Input data –

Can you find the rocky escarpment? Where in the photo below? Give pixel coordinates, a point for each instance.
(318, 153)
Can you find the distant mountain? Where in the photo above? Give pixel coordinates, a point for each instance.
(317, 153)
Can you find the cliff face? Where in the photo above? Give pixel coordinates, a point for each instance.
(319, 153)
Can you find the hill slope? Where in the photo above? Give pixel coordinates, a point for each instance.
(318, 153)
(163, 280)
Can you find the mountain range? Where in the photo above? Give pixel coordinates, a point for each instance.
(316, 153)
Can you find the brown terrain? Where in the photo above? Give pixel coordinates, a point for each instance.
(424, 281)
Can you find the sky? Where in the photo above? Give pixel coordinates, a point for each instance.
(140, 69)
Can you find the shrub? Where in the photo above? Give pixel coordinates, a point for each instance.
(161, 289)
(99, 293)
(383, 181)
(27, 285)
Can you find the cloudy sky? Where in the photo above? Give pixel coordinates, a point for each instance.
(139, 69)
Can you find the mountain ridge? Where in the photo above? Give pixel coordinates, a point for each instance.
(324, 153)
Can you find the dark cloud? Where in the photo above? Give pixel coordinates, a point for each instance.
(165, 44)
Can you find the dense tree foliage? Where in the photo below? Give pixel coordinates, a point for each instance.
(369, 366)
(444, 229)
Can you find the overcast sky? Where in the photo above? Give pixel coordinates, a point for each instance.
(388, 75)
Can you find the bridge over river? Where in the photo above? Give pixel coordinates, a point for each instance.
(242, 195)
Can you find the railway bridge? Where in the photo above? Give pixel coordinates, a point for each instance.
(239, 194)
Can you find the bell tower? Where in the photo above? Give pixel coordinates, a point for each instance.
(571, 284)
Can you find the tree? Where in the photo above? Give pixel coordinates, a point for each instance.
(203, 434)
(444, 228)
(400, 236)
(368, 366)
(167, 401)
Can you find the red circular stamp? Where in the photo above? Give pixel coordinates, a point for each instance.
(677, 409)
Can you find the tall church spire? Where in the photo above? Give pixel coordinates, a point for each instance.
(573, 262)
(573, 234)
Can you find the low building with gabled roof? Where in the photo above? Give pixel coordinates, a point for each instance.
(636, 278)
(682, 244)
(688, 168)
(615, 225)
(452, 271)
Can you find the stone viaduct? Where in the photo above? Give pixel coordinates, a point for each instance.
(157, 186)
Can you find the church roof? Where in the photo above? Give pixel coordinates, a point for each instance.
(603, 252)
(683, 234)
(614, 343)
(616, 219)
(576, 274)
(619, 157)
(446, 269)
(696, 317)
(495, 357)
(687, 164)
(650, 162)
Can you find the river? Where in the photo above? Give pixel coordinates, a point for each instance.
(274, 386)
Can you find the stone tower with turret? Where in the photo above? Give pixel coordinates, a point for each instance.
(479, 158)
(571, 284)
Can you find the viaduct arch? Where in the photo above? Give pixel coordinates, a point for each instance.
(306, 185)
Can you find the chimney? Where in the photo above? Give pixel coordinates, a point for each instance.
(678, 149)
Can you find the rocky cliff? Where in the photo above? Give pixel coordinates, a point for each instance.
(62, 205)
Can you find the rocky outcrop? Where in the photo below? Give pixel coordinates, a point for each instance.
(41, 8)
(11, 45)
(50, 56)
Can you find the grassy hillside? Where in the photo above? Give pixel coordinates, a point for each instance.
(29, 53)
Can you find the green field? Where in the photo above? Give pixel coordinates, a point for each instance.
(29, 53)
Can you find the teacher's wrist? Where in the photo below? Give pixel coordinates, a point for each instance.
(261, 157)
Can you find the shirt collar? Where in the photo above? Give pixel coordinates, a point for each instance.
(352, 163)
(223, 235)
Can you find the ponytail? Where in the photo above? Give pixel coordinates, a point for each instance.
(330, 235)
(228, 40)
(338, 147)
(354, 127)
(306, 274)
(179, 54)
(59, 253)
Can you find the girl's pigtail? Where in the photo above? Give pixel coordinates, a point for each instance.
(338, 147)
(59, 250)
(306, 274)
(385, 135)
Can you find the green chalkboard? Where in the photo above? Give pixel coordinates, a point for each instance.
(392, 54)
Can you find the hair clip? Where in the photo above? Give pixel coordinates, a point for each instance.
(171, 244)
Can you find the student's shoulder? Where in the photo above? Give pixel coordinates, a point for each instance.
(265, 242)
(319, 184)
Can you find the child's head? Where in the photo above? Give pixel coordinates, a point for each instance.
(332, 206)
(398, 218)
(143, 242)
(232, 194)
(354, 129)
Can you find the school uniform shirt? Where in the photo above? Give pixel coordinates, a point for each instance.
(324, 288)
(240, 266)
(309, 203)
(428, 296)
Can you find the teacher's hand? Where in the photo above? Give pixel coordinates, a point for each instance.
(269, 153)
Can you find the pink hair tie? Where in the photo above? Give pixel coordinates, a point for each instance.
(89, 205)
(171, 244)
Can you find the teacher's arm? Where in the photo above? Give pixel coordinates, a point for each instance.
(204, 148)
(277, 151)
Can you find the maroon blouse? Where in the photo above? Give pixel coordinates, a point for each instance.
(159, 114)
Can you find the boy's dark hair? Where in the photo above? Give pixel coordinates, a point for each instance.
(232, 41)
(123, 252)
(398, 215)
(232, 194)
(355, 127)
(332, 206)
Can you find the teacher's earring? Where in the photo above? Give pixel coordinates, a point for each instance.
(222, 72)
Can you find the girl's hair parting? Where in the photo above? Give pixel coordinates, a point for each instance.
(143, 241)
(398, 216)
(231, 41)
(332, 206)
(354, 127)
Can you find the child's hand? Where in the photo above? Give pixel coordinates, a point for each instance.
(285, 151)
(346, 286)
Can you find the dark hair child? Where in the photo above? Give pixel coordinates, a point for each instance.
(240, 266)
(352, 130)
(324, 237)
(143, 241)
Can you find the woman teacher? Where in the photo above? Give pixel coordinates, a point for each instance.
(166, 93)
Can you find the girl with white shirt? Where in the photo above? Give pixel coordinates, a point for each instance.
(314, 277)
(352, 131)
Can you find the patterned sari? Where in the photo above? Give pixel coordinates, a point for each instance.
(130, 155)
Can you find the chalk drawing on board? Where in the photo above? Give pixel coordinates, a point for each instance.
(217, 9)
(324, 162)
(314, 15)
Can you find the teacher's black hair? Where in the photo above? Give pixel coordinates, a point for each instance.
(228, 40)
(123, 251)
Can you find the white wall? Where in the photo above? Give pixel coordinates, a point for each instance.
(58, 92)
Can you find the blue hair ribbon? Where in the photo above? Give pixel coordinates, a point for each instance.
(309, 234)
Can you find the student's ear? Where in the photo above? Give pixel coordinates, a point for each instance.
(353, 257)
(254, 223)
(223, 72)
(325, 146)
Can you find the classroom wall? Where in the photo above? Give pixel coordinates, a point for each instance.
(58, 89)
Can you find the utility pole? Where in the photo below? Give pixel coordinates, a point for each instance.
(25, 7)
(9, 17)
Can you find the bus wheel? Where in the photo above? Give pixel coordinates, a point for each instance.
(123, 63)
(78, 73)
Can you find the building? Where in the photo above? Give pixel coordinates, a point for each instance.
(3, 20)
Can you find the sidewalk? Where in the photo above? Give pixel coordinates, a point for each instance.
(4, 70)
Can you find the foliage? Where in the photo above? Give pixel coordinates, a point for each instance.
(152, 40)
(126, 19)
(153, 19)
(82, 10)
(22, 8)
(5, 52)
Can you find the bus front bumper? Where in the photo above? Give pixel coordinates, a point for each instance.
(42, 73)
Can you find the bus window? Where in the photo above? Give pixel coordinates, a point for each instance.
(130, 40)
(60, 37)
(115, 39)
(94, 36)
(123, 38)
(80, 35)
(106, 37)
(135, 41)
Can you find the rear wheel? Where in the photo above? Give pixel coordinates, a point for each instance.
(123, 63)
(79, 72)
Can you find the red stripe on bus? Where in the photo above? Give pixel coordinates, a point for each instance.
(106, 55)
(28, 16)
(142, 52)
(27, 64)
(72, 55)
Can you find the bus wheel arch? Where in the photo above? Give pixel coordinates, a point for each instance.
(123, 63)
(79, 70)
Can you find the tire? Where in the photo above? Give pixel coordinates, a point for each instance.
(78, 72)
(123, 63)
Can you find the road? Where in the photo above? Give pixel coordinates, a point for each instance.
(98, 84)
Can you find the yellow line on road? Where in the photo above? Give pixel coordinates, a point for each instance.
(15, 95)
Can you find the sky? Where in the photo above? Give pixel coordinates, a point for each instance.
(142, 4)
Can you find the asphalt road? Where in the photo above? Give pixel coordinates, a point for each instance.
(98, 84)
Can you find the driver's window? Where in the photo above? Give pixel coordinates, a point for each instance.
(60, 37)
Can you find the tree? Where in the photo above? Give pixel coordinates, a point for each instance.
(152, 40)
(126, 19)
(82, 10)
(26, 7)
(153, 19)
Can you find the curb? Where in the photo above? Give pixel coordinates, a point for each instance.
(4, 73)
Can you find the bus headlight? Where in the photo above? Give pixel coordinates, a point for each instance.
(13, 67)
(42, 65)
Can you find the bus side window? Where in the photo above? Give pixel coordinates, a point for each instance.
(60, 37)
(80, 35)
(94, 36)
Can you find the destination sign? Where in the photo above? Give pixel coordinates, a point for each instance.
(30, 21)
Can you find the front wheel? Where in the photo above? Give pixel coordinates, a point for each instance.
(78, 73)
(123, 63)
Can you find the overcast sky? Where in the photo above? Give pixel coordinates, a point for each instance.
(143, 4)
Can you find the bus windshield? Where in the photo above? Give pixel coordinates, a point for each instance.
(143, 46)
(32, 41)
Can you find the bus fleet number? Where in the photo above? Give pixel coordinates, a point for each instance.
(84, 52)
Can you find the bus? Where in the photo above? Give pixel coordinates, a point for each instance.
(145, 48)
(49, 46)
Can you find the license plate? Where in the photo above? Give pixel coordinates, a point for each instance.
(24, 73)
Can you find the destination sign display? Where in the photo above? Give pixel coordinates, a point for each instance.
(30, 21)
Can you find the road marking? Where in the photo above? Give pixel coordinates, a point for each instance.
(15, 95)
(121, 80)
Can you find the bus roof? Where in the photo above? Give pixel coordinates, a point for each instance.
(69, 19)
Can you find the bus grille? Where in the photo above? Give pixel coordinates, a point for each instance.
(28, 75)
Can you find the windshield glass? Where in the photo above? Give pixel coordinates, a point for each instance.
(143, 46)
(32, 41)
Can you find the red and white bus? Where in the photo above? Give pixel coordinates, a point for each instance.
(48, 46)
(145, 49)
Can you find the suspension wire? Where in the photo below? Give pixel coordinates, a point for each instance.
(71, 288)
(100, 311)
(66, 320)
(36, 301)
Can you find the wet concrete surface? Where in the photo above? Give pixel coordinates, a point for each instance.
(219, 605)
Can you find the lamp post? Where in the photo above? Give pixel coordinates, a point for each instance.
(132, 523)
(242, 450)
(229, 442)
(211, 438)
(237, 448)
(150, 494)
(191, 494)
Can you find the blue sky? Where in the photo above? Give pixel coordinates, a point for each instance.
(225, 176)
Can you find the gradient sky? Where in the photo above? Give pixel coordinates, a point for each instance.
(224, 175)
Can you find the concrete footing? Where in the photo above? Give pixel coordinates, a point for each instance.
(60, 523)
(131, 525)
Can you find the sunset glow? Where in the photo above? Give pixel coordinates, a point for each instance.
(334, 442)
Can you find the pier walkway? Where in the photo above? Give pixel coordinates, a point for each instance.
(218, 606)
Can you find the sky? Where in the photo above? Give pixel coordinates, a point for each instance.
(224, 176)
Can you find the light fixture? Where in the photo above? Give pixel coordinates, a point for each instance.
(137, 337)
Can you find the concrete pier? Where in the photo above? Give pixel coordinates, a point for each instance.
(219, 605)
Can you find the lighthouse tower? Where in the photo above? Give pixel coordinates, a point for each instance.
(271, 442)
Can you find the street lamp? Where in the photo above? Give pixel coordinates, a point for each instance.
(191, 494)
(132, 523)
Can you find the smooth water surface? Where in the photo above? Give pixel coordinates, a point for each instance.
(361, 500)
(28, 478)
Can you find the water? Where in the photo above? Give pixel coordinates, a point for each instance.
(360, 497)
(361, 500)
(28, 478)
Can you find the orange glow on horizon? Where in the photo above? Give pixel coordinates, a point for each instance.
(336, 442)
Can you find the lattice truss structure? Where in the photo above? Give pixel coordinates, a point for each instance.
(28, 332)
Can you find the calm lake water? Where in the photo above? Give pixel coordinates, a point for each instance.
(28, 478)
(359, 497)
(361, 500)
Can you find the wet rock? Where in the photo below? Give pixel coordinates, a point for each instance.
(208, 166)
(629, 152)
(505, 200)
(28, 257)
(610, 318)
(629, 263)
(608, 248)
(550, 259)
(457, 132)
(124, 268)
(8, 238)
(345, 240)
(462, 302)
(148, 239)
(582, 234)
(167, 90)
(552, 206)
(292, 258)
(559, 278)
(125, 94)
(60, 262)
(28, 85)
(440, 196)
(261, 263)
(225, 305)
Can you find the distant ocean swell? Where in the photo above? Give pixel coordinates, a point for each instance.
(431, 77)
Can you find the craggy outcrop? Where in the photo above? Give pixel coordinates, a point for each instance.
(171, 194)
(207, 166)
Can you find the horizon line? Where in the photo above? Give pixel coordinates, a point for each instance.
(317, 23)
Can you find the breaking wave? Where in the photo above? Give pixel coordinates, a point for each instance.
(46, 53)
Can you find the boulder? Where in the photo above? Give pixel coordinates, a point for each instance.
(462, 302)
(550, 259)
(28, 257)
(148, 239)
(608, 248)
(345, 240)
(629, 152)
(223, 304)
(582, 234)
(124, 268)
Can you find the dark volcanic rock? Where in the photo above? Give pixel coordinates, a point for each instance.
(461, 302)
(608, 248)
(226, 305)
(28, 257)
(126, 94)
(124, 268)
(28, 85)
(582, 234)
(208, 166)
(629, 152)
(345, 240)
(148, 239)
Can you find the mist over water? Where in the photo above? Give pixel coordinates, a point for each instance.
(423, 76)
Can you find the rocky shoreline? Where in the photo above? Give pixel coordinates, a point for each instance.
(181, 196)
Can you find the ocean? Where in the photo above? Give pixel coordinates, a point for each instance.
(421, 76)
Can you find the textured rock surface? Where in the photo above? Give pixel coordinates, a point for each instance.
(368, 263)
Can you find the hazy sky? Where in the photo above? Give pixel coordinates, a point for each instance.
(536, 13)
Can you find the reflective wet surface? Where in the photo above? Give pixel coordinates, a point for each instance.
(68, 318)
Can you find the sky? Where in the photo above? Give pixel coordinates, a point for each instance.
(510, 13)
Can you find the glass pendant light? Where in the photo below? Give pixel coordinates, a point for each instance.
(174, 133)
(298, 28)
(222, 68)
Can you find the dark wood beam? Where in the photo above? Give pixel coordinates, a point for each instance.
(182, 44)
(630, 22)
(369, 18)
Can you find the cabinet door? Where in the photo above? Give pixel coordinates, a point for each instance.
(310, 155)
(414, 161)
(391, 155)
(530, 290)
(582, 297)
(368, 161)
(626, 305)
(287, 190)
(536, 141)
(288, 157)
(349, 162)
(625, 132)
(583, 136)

To be done – Quote the lines above verbatim, beginning with the line containing "Can you find the boulder?" and continuing through the last line, both ends included.

Final result –
Can you find the boulder? Where in the photo above? Give pixel coordinates, a point for each instance.
(462, 302)
(550, 259)
(28, 257)
(148, 239)
(608, 248)
(345, 240)
(629, 152)
(223, 304)
(582, 234)
(124, 268)
Can you find the dark volcanic rock? Where in the photo above? Give pixel coordinates, a point for each instance.
(461, 302)
(608, 248)
(226, 305)
(28, 257)
(126, 94)
(124, 268)
(28, 85)
(582, 234)
(208, 166)
(629, 152)
(345, 240)
(148, 239)
Can you find the mist over water? Where in the photo above? Give pixel coordinates, a point for each instance.
(423, 76)
Can you find the rocky shoreline? Where in the photo above? Give pixel coordinates, a point for each instance.
(181, 196)
Can you find the ocean? Where in the photo above? Give pixel coordinates, a point for each instance.
(421, 76)
Can you find the textured rock surface? Where in the photo above? Give pixel coordinates, a point for each instance.
(368, 263)
Can you find the hazy sky? Where in the photo above? Give pixel coordinates, a point for each instance.
(536, 13)
Can you find the reflective wet surface? Where in the photo above? Give pixel coordinates, a point for each instance.
(68, 318)
Can you find the sky? Where in the photo above? Give pixel coordinates, a point for each instance.
(510, 13)
Can you find the glass pendant light? Where in the photo below? Give pixel coordinates, a point for each instance.
(174, 133)
(298, 28)
(222, 68)
Can you find the dark wood beam? Where in the photo above? Give pixel coordinates, a point for each instance.
(182, 44)
(630, 22)
(369, 18)
Can you find the cabinet door? Where in the photo above? Give pixel coordinates, a point for each instance.
(310, 155)
(414, 161)
(391, 155)
(530, 290)
(582, 297)
(368, 161)
(626, 305)
(287, 190)
(536, 141)
(288, 157)
(349, 162)
(625, 132)
(583, 136)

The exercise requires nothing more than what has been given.